**Exercise task 1**
In the proof excerpt, for which values of i do the kernel results hold?

**Source extract**

* Begin *

Finally, because $v$ was arbitrary in $\map \ker {\map {p_i} T^{a_i} }$:

- $v \in \map \ker {\map {p_i} {T \restriction_W}^{a_i} }$

and:

- $\map \ker {\map {p_i} T^{a_i} } \subseteq \map \ker {\map {p_i} {T \restriction_W}^{a_i} }$

for all $i = 2, \dotsc, k$.

This shows that:

- $\map \ker {\map {p_i} {T \restriction_W}^{a_i} } = \map \ker {\map {p_i} T^{a_i} }$

for all $i = 2, \dotsc, k$.

So we conclude that:

- $\ds W = \bigoplus_{i \mathop = 2}^k \map \ker {\map {p_i} T^{a_i} }$

In order to show that:

- $V = \ds \bigoplus_{i \mathop = 1}^k \map \ker {\map {p_i} T^{a_i} }$

we equivalently show that:

- $(a): \quad V = W + \map \ker {\map {p_1} T^{a_1} }$

- $(b): \quad W \cap \map \ker {\map {p_1} T^{a_1} } = 0$

where $0 = \set 0 \subseteq V$.

Notice that $(b)$ is equivalent to showing that:

- $\map \ker {\map {p_1} T^{a_1} } \cap \map \ker {\map {p_i} T^{a_i} } = 0$

for all $i = 2, \dotsc, k$.

In particular, $(b)$ implies this last result, because $\map \ker {\map {p_i} T^{a_i} } \subseteq W$ for all $i = 2, \dotsc, k$.

$(a): \quad$ We have that:

- $\map g x := \gcd \set {\map {p_1} x^{a_1}, \map {p_2} x^{a_2} \cdots \map {p_k} x^{a_k} } = 1 \in K$.

* End *

**Source material**
* Begin *

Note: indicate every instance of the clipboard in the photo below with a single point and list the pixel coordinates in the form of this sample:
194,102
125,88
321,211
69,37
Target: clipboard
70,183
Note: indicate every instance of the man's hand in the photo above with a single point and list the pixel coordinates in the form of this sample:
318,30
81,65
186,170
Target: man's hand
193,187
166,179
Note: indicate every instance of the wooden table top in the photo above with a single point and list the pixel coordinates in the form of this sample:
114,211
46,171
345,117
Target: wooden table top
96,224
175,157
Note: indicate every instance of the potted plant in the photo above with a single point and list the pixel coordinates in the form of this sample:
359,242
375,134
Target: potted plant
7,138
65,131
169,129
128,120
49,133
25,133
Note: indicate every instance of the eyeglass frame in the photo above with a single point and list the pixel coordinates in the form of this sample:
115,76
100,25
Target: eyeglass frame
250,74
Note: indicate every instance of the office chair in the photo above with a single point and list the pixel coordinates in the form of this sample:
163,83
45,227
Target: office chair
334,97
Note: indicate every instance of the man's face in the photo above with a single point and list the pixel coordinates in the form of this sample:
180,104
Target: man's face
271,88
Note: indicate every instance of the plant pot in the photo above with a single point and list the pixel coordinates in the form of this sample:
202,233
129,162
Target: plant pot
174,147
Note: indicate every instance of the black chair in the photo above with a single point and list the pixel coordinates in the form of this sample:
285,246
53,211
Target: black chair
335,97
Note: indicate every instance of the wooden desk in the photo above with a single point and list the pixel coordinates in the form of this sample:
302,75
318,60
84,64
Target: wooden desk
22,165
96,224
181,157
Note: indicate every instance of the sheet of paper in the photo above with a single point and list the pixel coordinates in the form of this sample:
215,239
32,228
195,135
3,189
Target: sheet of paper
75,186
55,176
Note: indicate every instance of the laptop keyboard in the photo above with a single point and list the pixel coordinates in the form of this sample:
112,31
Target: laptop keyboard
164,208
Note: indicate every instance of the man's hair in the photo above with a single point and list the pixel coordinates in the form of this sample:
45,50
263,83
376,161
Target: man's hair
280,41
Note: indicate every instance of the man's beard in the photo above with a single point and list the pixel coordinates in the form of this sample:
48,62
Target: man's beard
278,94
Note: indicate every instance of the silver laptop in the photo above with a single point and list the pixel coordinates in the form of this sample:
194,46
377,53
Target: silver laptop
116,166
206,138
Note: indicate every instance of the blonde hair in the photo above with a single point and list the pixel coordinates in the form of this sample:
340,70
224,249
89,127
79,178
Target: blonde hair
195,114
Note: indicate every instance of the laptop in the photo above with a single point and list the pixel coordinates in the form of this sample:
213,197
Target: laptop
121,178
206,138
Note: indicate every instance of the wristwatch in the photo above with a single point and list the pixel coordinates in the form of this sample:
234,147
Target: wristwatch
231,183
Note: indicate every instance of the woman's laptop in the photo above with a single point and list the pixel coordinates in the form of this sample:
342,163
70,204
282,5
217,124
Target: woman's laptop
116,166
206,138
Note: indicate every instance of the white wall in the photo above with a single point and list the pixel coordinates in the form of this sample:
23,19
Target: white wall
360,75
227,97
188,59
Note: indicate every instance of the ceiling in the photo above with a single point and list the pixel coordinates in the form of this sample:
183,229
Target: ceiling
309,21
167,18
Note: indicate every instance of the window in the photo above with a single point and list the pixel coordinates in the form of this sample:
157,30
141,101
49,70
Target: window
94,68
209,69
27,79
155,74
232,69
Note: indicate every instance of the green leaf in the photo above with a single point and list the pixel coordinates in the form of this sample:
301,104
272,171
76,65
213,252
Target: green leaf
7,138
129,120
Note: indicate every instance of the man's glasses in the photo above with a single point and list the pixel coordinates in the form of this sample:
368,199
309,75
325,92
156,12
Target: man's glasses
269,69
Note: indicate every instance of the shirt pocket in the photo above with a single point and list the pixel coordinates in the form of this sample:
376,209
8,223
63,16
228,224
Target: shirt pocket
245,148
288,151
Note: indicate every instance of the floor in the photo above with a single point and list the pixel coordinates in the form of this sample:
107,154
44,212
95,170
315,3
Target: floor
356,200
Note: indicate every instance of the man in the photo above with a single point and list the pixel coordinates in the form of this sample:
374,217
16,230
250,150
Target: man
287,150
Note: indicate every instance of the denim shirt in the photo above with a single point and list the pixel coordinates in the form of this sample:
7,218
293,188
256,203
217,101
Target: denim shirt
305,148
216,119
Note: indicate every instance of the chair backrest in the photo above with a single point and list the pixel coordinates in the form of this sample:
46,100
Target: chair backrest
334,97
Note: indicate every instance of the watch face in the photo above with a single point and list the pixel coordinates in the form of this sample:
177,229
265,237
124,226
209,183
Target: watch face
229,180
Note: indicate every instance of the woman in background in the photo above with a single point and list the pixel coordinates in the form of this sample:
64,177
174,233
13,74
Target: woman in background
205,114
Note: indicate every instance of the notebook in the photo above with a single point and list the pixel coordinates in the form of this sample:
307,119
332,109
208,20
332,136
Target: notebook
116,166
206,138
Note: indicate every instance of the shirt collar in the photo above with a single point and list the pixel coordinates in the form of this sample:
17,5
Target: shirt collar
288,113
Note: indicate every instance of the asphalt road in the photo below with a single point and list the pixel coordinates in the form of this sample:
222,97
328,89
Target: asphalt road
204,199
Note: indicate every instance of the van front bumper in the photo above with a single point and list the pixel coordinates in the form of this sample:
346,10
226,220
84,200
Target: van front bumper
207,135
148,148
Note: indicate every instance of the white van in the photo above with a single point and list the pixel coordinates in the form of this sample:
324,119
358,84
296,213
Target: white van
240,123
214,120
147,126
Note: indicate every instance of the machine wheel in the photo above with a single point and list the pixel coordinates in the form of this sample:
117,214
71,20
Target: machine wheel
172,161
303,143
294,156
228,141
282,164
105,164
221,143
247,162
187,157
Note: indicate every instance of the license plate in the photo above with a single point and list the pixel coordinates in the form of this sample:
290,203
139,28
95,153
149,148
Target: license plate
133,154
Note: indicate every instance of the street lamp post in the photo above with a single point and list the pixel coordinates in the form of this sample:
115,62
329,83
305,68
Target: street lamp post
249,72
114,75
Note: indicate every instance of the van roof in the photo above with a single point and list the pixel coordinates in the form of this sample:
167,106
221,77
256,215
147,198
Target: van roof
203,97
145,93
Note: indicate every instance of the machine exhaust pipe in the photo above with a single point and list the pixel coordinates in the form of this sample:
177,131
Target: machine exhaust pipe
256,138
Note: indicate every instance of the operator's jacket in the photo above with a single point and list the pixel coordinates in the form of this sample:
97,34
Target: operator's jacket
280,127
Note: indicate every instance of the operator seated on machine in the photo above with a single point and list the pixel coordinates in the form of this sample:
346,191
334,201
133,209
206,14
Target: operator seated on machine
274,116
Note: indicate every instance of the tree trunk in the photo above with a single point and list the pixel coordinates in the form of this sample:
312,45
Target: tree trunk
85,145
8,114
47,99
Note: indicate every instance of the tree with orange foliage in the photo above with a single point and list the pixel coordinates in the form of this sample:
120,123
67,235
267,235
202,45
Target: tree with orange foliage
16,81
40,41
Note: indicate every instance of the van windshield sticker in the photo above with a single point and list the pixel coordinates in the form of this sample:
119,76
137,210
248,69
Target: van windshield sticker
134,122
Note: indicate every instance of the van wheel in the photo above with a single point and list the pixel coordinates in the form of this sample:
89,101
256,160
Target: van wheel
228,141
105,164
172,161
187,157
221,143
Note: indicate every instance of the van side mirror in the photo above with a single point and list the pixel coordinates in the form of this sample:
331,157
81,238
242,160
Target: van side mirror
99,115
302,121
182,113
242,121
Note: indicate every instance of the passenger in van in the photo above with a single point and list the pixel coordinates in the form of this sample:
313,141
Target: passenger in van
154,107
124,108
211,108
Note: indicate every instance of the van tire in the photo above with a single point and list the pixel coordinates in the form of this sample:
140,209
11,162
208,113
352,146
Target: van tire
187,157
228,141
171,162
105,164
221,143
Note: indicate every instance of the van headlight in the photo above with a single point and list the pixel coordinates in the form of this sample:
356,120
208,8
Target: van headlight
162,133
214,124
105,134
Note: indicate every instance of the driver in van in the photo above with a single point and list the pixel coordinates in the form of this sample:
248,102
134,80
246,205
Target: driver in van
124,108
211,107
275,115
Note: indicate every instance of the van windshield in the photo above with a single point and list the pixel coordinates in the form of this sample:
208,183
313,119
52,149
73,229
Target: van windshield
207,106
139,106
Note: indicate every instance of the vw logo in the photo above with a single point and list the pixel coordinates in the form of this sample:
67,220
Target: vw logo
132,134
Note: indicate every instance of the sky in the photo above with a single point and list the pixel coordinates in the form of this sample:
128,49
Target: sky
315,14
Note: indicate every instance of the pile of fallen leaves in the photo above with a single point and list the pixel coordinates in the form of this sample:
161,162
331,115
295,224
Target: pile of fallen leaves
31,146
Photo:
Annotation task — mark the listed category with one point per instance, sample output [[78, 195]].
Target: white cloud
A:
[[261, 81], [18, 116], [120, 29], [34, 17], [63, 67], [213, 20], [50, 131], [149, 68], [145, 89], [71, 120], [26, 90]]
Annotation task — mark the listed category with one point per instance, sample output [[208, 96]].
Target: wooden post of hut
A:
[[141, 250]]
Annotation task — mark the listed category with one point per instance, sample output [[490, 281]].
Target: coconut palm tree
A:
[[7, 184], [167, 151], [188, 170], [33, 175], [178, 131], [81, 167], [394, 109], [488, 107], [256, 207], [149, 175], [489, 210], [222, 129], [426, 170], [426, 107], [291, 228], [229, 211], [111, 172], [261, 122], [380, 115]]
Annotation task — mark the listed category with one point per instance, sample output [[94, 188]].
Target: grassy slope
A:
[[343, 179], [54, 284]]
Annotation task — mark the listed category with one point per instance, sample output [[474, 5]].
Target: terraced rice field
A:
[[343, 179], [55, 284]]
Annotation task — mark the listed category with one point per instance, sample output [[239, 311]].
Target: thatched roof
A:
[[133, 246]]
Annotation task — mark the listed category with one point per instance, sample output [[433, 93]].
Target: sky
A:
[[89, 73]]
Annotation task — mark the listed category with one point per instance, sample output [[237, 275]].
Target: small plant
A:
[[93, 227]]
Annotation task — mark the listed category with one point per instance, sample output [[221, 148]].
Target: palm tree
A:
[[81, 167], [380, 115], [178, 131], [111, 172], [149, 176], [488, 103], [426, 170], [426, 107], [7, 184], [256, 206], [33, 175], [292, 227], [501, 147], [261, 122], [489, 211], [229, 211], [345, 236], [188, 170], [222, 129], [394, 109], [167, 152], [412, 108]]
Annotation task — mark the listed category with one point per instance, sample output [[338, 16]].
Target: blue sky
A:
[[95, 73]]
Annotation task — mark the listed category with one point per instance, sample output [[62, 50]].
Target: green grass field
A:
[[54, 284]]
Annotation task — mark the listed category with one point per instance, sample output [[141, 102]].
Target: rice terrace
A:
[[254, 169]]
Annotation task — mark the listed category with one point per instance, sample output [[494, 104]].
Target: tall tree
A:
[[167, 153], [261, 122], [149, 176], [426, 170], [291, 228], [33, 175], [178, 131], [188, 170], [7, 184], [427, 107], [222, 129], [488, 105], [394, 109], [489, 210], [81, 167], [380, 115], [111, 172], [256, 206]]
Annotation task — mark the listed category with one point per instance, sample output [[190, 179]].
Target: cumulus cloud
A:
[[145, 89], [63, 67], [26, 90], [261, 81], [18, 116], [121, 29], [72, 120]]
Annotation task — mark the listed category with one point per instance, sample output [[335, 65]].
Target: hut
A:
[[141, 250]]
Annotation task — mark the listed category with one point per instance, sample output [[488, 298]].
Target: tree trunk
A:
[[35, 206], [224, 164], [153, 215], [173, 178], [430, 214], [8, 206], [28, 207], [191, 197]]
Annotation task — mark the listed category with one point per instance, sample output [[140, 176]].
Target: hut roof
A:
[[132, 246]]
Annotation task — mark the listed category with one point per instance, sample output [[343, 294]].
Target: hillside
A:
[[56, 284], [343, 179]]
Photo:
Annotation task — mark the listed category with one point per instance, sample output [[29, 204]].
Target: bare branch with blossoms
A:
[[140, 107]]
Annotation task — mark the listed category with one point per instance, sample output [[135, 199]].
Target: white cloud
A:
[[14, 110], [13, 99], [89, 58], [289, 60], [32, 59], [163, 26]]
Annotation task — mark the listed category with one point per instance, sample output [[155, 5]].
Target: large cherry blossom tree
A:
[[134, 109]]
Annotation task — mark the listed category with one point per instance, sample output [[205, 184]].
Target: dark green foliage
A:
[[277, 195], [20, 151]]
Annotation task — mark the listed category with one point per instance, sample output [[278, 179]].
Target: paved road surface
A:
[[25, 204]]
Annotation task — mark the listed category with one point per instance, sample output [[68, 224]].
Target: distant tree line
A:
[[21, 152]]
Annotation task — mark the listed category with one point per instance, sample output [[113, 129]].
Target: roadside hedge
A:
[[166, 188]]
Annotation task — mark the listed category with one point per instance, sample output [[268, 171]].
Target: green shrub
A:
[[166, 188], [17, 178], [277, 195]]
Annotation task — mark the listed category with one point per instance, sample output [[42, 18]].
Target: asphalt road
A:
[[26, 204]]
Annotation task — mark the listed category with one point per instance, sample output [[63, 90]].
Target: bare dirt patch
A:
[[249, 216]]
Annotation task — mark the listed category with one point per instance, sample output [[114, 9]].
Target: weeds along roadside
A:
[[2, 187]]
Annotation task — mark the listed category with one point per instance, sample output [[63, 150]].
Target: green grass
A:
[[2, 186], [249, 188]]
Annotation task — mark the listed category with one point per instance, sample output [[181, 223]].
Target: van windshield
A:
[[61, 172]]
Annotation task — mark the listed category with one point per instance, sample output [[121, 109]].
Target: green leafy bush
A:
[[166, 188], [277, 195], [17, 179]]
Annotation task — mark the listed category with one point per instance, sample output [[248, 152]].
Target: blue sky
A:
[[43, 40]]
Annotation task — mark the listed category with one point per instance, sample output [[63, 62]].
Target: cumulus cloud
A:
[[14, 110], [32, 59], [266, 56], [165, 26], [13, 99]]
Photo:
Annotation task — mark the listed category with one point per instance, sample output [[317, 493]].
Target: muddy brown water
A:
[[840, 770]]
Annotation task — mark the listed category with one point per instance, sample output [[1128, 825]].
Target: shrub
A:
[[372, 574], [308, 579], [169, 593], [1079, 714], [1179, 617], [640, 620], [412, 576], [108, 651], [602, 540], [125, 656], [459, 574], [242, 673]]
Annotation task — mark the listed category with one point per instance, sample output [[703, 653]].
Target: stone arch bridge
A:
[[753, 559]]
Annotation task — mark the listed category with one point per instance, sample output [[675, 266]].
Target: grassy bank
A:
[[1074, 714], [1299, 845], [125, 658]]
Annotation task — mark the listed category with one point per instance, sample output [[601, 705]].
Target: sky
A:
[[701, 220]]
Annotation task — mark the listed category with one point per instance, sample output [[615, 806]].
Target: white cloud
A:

* End *

**Exercise task 2**
Rewrite the records in the stretch from the line containing "output [[140, 176]]." through the line containing "[[277, 195], [20, 151]]", replacing "hillside" with "mountain slope" and changing nothing else. Give only those lines.

**Task result 1**
For all $i = 2, \dotsc, k$.

**Task result 2**
Annotation task — mark the listed category with one point per instance, sample output [[140, 176]].
Target: hut roof
A:
[[132, 246]]
Annotation task — mark the listed category with one point per instance, sample output [[343, 294]].
Target: mountain slope
A:
[[56, 284], [343, 179]]
Photo:
Annotation task — mark the listed category with one point per instance, sample output [[29, 204]].
Target: bare branch with blossoms
A:
[[140, 107]]
Annotation task — mark the listed category with one point per instance, sample output [[135, 199]].
Target: white cloud
A:
[[14, 110], [13, 99], [89, 58], [289, 60], [32, 59], [163, 26]]
Annotation task — mark the listed category with one point per instance, sample output [[155, 5]].
Target: large cherry blossom tree
A:
[[134, 109]]
Annotation task — mark the listed category with one point per instance, sample output [[205, 184]].
Target: dark green foliage
A:
[[277, 195], [20, 151]]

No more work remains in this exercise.